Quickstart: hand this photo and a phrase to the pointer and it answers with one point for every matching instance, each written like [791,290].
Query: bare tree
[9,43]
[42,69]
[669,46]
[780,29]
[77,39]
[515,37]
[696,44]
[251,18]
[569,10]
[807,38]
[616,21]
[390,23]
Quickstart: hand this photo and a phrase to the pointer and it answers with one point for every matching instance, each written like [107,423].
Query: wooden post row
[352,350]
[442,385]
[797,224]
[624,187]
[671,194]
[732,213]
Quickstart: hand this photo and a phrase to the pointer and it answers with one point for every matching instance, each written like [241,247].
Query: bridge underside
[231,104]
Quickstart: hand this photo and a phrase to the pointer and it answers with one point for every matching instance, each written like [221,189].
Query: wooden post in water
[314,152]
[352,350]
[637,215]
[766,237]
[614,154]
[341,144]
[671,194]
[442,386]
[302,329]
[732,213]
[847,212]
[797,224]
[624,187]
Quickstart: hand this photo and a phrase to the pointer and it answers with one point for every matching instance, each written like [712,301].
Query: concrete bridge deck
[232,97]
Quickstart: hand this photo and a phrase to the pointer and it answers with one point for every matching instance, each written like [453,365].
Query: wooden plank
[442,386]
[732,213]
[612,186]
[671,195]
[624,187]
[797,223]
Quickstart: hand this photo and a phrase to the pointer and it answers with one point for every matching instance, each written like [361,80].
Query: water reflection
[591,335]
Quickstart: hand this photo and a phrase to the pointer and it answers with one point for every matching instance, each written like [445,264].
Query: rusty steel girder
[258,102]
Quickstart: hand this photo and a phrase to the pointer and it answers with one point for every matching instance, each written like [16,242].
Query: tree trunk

> _PROBLEM REQUIREMENTS_: Set down exactly, and only, the lines from the one containing "Query: water reflection" to the final line of the data.

> _ANSWER AREA_:
Query: water reflection
[591,335]
Quickstart: hand this photo and a phrase to the pointer and it answers with one point for every matching instance, each written like [445,264].
Query: rusty steel girder
[258,102]
Quickstart: hand this photo and a phrase to the pointer and it answers with one point for every matching instance, each written like [16,242].
Query: tree trunk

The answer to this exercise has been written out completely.